_What you have to do_
Using the listing below, report all lines holding the word "window".

(Beginning of Record excerpts)

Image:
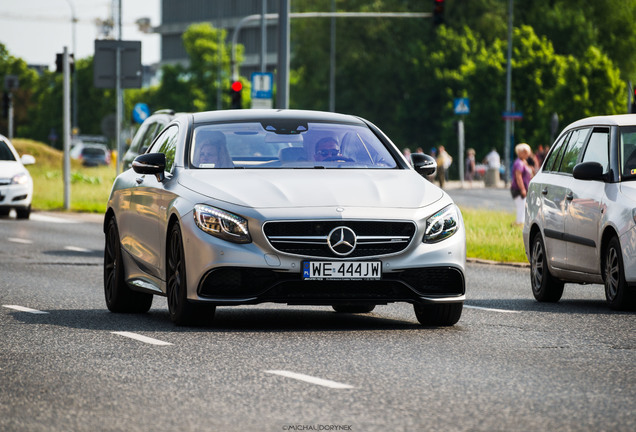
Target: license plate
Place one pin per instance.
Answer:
(342, 270)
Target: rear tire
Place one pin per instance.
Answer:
(617, 293)
(353, 308)
(545, 287)
(119, 297)
(438, 314)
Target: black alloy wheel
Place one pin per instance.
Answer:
(119, 297)
(545, 287)
(617, 292)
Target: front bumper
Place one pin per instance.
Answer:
(15, 195)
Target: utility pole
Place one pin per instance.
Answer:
(66, 109)
(508, 138)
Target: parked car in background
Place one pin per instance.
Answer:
(16, 185)
(287, 206)
(94, 155)
(79, 141)
(149, 129)
(580, 222)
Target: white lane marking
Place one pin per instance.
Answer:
(19, 240)
(310, 379)
(76, 249)
(52, 219)
(492, 309)
(142, 338)
(23, 309)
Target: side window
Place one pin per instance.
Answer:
(571, 154)
(166, 143)
(551, 164)
(597, 149)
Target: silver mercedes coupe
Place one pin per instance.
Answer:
(287, 206)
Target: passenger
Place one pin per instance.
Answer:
(327, 149)
(212, 151)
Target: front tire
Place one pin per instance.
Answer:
(182, 312)
(438, 314)
(545, 287)
(119, 297)
(617, 292)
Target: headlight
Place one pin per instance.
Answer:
(442, 225)
(21, 178)
(221, 224)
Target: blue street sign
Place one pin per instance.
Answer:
(141, 112)
(461, 106)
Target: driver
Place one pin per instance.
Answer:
(327, 148)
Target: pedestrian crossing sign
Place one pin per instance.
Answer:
(461, 106)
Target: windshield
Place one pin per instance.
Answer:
(307, 145)
(627, 148)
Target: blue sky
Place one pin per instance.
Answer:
(36, 30)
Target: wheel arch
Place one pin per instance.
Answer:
(608, 234)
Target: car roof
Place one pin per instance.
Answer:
(609, 120)
(260, 114)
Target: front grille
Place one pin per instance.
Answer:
(310, 238)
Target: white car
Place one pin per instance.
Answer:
(16, 185)
(580, 222)
(287, 206)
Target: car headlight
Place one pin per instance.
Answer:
(221, 224)
(442, 225)
(21, 178)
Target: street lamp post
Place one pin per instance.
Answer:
(73, 74)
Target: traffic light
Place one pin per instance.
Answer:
(235, 93)
(438, 12)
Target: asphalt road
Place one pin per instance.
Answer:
(510, 364)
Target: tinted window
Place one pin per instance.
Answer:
(551, 163)
(627, 149)
(598, 148)
(167, 144)
(571, 154)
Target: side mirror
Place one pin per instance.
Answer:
(27, 160)
(423, 163)
(151, 163)
(588, 171)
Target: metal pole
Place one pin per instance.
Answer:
(264, 37)
(120, 98)
(507, 141)
(66, 104)
(282, 92)
(10, 113)
(460, 138)
(332, 61)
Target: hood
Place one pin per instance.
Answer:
(10, 168)
(313, 188)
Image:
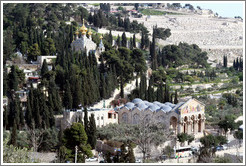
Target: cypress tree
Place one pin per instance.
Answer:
(22, 123)
(86, 123)
(13, 138)
(130, 155)
(124, 40)
(150, 93)
(44, 68)
(102, 86)
(118, 41)
(77, 95)
(5, 118)
(176, 97)
(134, 41)
(142, 41)
(13, 78)
(131, 43)
(67, 99)
(110, 38)
(92, 140)
(123, 154)
(153, 52)
(237, 64)
(143, 86)
(167, 93)
(159, 94)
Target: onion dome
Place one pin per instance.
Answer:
(154, 107)
(129, 105)
(89, 32)
(166, 108)
(83, 29)
(137, 100)
(77, 32)
(141, 106)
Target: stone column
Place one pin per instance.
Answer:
(189, 127)
(202, 124)
(180, 127)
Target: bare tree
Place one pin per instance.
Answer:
(35, 137)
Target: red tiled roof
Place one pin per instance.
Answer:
(33, 78)
(112, 112)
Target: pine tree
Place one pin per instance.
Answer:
(13, 138)
(92, 140)
(124, 40)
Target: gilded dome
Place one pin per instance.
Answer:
(89, 32)
(83, 29)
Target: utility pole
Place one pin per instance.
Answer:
(76, 150)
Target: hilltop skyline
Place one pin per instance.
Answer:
(225, 9)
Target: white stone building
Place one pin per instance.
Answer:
(187, 117)
(102, 116)
(83, 43)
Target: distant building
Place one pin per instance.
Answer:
(102, 116)
(187, 117)
(85, 43)
(49, 59)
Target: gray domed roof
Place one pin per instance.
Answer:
(137, 100)
(157, 103)
(166, 108)
(154, 107)
(141, 106)
(130, 105)
(148, 104)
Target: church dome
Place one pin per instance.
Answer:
(83, 29)
(137, 100)
(89, 32)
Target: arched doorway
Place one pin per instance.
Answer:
(193, 123)
(185, 124)
(136, 118)
(199, 123)
(173, 123)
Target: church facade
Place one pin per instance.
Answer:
(187, 117)
(85, 43)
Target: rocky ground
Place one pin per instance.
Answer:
(217, 36)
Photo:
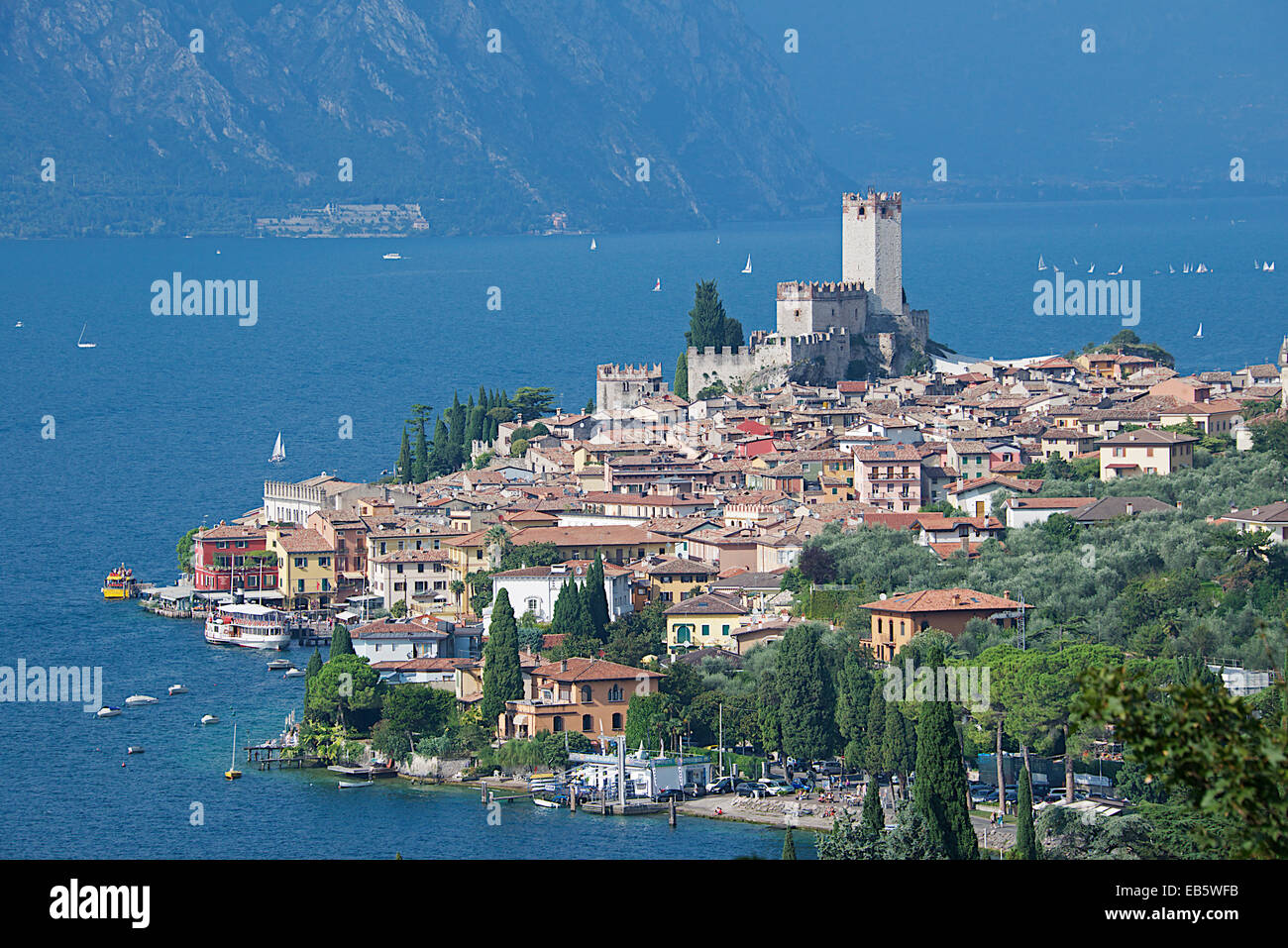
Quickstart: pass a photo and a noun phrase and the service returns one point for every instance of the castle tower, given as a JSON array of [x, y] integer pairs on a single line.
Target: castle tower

(End of Record excerpts)

_Response to this task_
Target: side window
Target: tinted window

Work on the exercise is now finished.